**Excerpted passage**:

My sister the Ambassador For Life

August First was my grandmother's birthday. She would have been 84, but she died in 1995, of lung cancer. I buried her husband this past January. He also died of lung cancer. And its has been three years since one of my sisters got her initial diagnosis of -- yep, lung cancer. She's been through surgery, radiation, chemo and remission, followed by systemic metastasis that resulted in a terminal "you've got weeks to live" diagnosis.

But she's still here. Been through another round of full round of chemo, just had a chest X-ray. There is a shadow. If her cancer is on the grow again, well, that's it. She's had the maximum dosage of radiation and chemo. Her bones are so brittle she's broken a half dozen ribs since the first of the year. Her digestive system can't tolerate meat or glutens anymore. But she keeps going. She lives every day like tomorrow doesn't matter. Does 500 push ups and 1000 crunches every day. She's one of my heroes. She's been named one of the American Cancer Society's "Relay for Life" ambassadors, and will be speaking at a fundraiser this month.

She's also unemployable and uninsured except for MediCal. If she'd had insurance, her lung cancer probably would have been caught long before it reached Stage IV. So in a lot of ways, she's not only an ambassador for the American Cancer Society, she's also a poster-child for the need for affordable and preventive health care.

I thought this country had grown up a bit, outgrown the fear-mongering and stepped up to hope and work for the future. And the way some Americans are acting these days, well, it shames us all. It is reprehensible to play on people's fears. It is shameful to lie to them. But even worse is the pervasive laziness and ignorance. Americans are complacent. We've become cattle at the trough, internalizing whatever the media sends through, no matter how outrageous.

This is democracy and freedom of information at work. And we think the rest of the world should emulate us?! Americans have become so lazy, so bloated with information, that they do not consider what they consume. All critical thinking skills seem to have been drowned in high-fructose corn syrup and hydrogenated vegetable oil, not to mention pundits and talk show hosts.

I know this is very un-sexy. I know you probably read my blog looking for an escape from reality to sensuality. And I try to stick to my motto of giving voice to the sensual immediacy of life, I really do, only sometimes, sometimes the words stick in my throat and I think of the poet Shane Koyczan saying that he doesn't keep change in his pocket he keeps it in the tip of his pen, because sometimes the writing on the wall can use a little revision.

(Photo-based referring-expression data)

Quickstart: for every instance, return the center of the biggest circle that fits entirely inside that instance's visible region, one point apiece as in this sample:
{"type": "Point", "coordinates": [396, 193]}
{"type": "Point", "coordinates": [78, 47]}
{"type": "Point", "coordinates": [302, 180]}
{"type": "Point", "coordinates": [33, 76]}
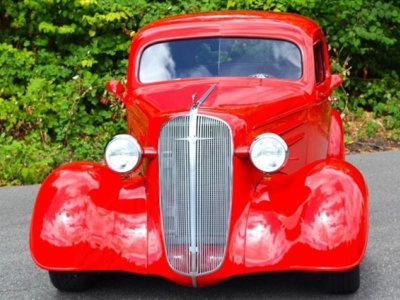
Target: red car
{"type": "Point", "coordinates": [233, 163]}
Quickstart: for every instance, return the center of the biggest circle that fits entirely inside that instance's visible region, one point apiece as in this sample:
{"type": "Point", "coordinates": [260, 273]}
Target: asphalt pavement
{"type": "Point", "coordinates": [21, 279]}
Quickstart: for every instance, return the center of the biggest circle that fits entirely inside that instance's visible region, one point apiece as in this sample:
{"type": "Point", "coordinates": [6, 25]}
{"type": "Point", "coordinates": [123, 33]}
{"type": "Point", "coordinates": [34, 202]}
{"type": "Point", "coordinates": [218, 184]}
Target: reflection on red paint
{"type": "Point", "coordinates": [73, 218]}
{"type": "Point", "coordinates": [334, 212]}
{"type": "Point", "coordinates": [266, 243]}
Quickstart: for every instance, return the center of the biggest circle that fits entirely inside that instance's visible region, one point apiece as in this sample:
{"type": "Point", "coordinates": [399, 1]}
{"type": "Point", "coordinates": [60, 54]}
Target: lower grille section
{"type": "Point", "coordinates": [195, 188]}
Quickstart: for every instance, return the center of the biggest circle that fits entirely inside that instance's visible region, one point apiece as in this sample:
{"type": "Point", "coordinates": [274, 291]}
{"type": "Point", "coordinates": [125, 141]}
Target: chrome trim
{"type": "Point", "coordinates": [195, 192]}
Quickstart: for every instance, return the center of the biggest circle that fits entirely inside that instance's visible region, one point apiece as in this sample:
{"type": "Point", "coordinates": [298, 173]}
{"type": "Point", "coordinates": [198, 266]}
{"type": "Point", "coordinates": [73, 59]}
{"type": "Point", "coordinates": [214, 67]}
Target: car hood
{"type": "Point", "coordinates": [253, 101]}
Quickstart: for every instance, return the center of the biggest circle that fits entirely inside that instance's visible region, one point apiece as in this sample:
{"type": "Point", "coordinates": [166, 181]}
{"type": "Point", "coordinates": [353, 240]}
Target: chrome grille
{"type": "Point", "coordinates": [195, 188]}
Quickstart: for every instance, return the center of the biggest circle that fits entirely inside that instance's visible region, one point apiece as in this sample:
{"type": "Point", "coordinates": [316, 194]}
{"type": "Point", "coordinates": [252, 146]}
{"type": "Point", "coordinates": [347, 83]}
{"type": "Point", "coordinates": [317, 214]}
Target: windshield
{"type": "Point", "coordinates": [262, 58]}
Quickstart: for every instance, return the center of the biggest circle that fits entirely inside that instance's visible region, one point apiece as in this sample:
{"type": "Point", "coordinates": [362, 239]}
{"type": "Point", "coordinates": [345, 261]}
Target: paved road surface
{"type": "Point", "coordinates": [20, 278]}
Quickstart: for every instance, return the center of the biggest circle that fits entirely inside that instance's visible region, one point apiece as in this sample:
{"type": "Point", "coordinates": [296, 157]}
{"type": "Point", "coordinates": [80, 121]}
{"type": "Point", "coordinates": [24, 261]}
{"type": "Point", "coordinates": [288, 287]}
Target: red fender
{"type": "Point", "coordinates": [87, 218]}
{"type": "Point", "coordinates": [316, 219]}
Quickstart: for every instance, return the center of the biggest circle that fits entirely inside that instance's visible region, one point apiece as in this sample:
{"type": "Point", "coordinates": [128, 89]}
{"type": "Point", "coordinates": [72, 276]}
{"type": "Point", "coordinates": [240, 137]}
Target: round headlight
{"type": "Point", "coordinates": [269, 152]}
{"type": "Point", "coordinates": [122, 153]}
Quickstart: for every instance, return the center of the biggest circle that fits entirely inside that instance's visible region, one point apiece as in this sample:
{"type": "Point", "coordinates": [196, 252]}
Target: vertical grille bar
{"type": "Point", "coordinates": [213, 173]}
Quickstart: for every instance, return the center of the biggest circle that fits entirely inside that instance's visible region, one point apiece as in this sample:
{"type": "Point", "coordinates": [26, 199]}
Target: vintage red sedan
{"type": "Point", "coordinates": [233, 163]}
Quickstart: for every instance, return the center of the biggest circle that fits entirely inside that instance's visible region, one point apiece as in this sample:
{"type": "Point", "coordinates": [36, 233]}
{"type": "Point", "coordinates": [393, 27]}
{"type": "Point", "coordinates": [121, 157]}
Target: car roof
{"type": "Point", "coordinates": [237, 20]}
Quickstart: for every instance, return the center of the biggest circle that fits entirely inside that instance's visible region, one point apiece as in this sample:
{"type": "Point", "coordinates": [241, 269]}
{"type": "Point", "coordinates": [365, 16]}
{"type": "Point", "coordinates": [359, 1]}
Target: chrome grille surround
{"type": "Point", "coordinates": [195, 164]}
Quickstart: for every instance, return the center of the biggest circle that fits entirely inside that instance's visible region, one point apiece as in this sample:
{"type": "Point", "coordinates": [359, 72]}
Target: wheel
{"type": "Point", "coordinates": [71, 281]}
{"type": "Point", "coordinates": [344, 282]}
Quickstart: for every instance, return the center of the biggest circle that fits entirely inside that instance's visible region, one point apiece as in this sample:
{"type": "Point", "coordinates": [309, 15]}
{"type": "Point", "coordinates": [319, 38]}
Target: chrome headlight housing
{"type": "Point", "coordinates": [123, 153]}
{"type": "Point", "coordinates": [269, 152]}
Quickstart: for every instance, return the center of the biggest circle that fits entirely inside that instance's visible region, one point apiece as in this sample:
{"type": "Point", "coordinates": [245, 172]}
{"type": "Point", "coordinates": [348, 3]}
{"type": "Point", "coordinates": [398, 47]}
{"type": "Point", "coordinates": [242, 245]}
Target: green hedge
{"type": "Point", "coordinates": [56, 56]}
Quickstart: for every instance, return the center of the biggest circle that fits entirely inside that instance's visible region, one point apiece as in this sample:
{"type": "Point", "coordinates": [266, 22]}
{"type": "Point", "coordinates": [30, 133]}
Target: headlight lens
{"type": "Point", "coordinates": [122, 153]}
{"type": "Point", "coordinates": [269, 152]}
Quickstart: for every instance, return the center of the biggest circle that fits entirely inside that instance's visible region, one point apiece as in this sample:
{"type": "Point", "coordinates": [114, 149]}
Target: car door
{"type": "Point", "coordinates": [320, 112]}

**What you will do**:
A. Retype the stretch of the blog post about the sister with lung cancer from "I thought this" through "talk show hosts.", keeping every word and mark as it appears.
B. Extend the blog post about the sister with lung cancer, picking up right after its final sentence.

**Set of answers**:
A.
I thought this country had grown up a bit, outgrown the fear-mongering and stepped up to hope and work for the future. And the way some Americans are acting these days, well, it shames us all. It is reprehensible to play on people's fears. It is shameful to lie to them. But even worse is the pervasive laziness and ignorance. Americans are complacent. We've become cattle at the trough, internalizing whatever the media sends through, no matter how outrageous.

This is democracy and freedom of information at work. And we think the rest of the world should emulate us?! Americans have become so lazy, so bloated with information, that they do not consider what they consume. All critical thinking skills seem to have been drowned in high-fructose corn syrup and hydrogenated vegetable oil, not to mention pundits and talk show hosts.

B.
And I think about my sister, who is dying by the millimeter, cancer cell by cancer cell, and how she still finds the energy to be an Ambassador For Life, and if a woman for whom every breath is a painful reminder of 80 year old ribs in a 40 year old body has the willpower to run a Relay for Life what the FUCK am I doing writing about frottage and orgasms and soft sheets? Does writing about the sensual immediacy of life come close to the level of advocacy she and every person on this planet needs when it comes to health care?

Come on people, let go of your fears. I know you are afraid, we all are. But the difference between the man who killed Martin Luther King and the man who walked on the moon is the man who walked on the moon put his fears of the vaccum of space aside, and took that giant leap for mankind. And the difference between the mobs at the townhall meetings and the thousands who run in the Relay For Life is a recognition that ignorance and fear kill far more people than cancer does. Big Business interests are buying your fears. Your pharmacy purchases, your medical premiums -- your money is going toward the millions of dollars a day being spent on misinformation campaigns that are producing the desired result of paralyzing people with fear so the bottom-line keeps growing at double-digit rates.

Don't let the dying put us to shame. You, too, can be an ambassador for life. Go look for the facts instead of swallowing the inflammatory swill the media outlets are calling "news" and speak the truth to the ignorant. Or one day you, too, just might find yourself with insufficient health insurance and a powerful need for health care, looking back and thinking "if only that insurance reform had gone through back in '09. Then maybe a routine pap smear would have caught my cancer and I could have seen my daughter graduate from high school."

End of rant.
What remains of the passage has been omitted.